What this task involves. Starting with the line that contains "Place one point per instance of the tree" and going on through the end of the listing below, write those lines out again, requests included. Multiply every coordinate in the answers by 1.6 and round it to a whole number, with halves rounded up, and leave the pictures out of your answer.
-- begin --
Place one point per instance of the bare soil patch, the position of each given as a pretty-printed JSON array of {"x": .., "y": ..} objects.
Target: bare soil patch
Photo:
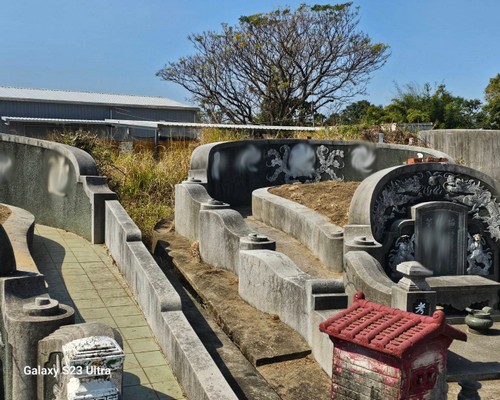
[
  {"x": 4, "y": 213},
  {"x": 330, "y": 198}
]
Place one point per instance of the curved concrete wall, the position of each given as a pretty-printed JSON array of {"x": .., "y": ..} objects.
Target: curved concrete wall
[
  {"x": 317, "y": 232},
  {"x": 56, "y": 183},
  {"x": 232, "y": 170},
  {"x": 478, "y": 149}
]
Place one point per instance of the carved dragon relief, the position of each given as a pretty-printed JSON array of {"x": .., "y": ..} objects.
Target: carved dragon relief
[
  {"x": 400, "y": 194},
  {"x": 299, "y": 162}
]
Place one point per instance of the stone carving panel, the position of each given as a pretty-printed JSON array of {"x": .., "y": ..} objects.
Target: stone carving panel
[
  {"x": 300, "y": 161},
  {"x": 400, "y": 194},
  {"x": 440, "y": 236},
  {"x": 479, "y": 256}
]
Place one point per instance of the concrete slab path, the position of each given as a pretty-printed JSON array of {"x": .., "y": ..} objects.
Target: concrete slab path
[{"x": 83, "y": 276}]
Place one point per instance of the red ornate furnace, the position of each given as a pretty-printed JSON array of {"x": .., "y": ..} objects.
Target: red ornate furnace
[{"x": 384, "y": 353}]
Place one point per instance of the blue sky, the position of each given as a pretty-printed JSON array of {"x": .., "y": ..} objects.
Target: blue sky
[{"x": 117, "y": 46}]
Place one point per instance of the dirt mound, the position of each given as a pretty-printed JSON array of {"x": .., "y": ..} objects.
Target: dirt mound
[{"x": 330, "y": 198}]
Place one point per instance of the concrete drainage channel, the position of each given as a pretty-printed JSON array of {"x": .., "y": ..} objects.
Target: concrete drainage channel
[{"x": 259, "y": 355}]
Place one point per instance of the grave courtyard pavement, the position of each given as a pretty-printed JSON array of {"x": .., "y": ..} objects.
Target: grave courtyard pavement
[{"x": 84, "y": 276}]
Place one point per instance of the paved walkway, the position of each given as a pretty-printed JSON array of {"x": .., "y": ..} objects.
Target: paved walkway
[{"x": 83, "y": 276}]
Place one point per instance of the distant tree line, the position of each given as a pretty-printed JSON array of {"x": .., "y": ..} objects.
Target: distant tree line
[
  {"x": 427, "y": 103},
  {"x": 280, "y": 67},
  {"x": 286, "y": 67}
]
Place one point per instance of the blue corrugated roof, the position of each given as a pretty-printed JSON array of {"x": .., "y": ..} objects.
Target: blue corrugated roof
[{"x": 69, "y": 96}]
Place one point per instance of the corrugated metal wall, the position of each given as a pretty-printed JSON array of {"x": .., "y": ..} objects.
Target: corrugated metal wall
[
  {"x": 33, "y": 109},
  {"x": 85, "y": 111}
]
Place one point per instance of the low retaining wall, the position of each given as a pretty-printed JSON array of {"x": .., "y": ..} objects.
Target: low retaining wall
[
  {"x": 272, "y": 283},
  {"x": 56, "y": 183},
  {"x": 364, "y": 273},
  {"x": 233, "y": 170},
  {"x": 19, "y": 228},
  {"x": 222, "y": 233},
  {"x": 161, "y": 304},
  {"x": 268, "y": 280},
  {"x": 476, "y": 148},
  {"x": 317, "y": 232}
]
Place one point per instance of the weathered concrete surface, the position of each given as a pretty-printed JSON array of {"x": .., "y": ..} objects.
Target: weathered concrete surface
[
  {"x": 476, "y": 148},
  {"x": 300, "y": 379},
  {"x": 84, "y": 276},
  {"x": 295, "y": 250},
  {"x": 364, "y": 273},
  {"x": 20, "y": 227},
  {"x": 272, "y": 283},
  {"x": 25, "y": 321},
  {"x": 322, "y": 346},
  {"x": 241, "y": 375},
  {"x": 478, "y": 358},
  {"x": 222, "y": 233},
  {"x": 262, "y": 338},
  {"x": 52, "y": 346},
  {"x": 314, "y": 230},
  {"x": 55, "y": 182},
  {"x": 189, "y": 200},
  {"x": 161, "y": 304}
]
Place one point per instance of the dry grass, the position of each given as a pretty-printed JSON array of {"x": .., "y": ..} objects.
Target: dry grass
[{"x": 145, "y": 187}]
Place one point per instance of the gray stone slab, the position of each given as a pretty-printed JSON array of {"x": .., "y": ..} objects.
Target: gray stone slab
[{"x": 476, "y": 359}]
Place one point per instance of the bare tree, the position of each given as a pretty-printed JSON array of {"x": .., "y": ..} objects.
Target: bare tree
[{"x": 279, "y": 67}]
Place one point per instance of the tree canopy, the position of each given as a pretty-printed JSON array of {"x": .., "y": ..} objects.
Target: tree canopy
[
  {"x": 492, "y": 106},
  {"x": 280, "y": 67},
  {"x": 414, "y": 103}
]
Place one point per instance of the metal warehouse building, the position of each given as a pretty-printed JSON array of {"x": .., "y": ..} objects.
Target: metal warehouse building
[{"x": 38, "y": 112}]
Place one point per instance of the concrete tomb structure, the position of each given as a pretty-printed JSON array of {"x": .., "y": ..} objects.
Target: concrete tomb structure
[
  {"x": 34, "y": 330},
  {"x": 444, "y": 216},
  {"x": 233, "y": 170},
  {"x": 385, "y": 353}
]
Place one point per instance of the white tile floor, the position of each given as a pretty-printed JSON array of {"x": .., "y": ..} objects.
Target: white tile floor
[{"x": 83, "y": 276}]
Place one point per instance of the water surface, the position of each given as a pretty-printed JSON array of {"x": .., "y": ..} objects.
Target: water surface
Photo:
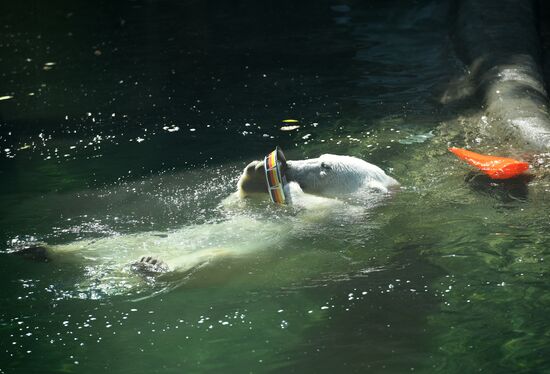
-- end --
The answer.
Place one point per instance of the tree canopy, the position of each given as a pretty-printed JSON array of {"x": .., "y": ..} objects.
Target: tree canopy
[
  {"x": 787, "y": 170},
  {"x": 448, "y": 107},
  {"x": 662, "y": 165}
]
Place one point per instance of the metal warehouse building, the position of each given as a pretty-printed JSON array of {"x": .., "y": ..} objects.
Target: metal warehouse building
[{"x": 61, "y": 179}]
Place one point per instance of the concrete tomb structure, the position of each given as a pretty-printed JSON array of {"x": .., "y": ..} objects.
Target: concrete tomb structure
[
  {"x": 54, "y": 528},
  {"x": 710, "y": 346},
  {"x": 373, "y": 272},
  {"x": 616, "y": 565}
]
Place one point per instance of the white tile floor, the position of each given as a pretty-printed JSON array of {"x": .., "y": ..} objects.
Target: white tile floor
[{"x": 133, "y": 442}]
Place one point per instance of the water surface, the position of each given as a pretty-printed JSON array of {"x": .., "y": ..} objects.
Target: water surface
Photo:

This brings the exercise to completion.